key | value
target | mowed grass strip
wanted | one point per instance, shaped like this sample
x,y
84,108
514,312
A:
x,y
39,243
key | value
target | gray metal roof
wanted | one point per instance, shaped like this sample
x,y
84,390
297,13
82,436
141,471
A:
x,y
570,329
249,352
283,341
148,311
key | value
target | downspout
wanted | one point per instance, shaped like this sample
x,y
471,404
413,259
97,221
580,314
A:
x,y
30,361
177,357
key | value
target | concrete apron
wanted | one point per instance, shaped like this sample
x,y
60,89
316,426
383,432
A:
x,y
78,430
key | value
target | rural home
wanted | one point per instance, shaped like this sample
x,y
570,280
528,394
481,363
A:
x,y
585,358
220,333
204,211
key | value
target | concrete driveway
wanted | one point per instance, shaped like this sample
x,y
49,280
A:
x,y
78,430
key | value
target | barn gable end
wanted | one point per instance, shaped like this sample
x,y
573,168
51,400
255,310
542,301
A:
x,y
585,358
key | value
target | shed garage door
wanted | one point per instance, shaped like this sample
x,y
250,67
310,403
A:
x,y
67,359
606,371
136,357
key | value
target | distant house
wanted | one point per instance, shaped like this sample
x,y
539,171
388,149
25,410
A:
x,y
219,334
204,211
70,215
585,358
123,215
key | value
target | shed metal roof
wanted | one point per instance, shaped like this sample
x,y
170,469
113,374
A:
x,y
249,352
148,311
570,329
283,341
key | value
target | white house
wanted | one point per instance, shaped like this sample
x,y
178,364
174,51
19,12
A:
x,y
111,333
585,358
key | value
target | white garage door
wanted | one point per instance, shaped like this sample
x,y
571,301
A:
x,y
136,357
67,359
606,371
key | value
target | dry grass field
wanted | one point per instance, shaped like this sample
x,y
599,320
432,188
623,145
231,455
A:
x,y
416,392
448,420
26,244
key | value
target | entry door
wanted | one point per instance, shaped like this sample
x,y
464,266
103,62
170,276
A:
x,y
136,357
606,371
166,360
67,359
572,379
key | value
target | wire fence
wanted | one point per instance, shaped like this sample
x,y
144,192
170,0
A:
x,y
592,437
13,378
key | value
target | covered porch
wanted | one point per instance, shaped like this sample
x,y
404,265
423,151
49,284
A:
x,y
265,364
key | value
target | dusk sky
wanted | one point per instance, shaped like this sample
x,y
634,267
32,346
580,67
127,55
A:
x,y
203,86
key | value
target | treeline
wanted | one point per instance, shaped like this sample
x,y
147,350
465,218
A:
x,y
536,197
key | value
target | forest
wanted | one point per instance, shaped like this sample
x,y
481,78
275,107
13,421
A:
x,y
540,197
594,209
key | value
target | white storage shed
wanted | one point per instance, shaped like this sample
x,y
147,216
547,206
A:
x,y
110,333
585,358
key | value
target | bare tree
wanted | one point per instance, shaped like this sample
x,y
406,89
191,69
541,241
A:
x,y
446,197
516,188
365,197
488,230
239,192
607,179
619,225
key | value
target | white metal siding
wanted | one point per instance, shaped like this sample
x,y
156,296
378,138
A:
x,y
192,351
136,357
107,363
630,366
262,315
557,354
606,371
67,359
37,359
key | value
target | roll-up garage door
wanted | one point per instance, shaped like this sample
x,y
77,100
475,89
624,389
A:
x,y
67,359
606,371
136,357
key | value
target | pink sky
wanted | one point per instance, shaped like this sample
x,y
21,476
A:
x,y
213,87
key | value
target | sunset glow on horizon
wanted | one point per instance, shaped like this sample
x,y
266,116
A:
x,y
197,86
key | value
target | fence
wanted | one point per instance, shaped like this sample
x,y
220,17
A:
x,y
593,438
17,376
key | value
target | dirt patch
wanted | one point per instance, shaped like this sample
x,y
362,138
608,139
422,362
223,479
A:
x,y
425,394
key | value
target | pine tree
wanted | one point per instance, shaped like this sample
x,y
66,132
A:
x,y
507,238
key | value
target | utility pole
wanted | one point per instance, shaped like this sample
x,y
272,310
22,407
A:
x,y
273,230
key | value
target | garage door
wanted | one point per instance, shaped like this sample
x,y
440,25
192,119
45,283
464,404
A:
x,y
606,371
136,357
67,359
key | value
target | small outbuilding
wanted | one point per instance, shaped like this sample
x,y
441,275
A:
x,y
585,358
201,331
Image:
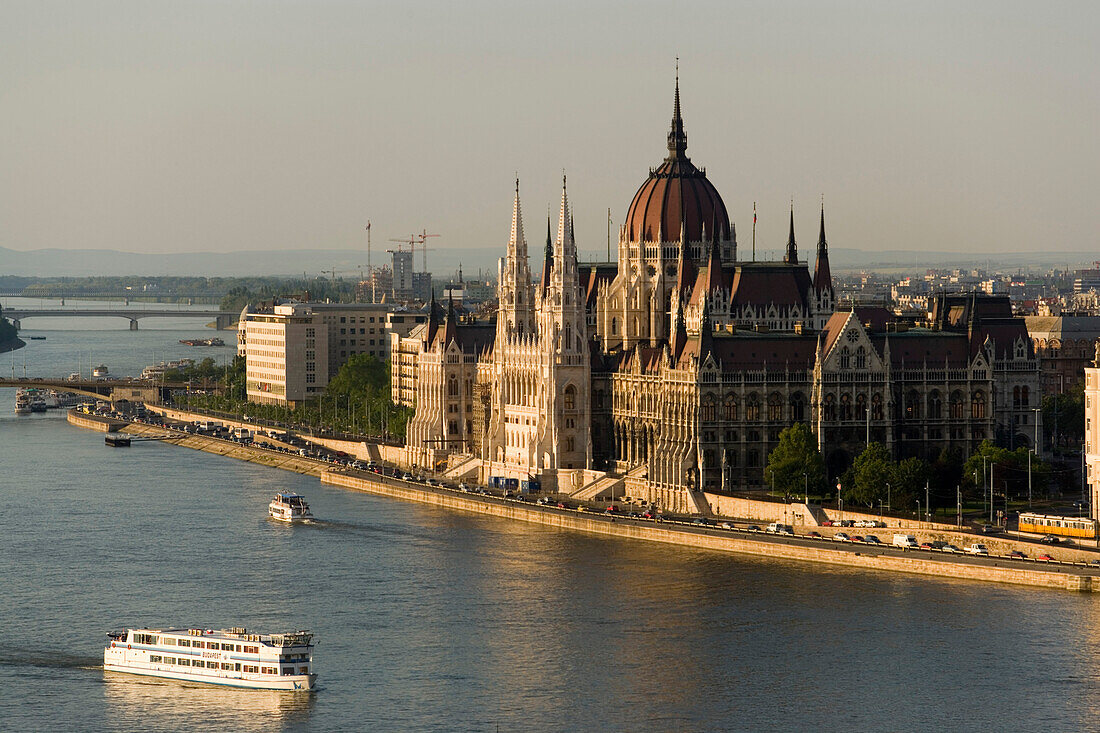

• _Exercise_: Go through the material above and report each line containing "metal".

• _Expected answer_:
target | gray metal roof
target | shed metal roof
target | white metal siding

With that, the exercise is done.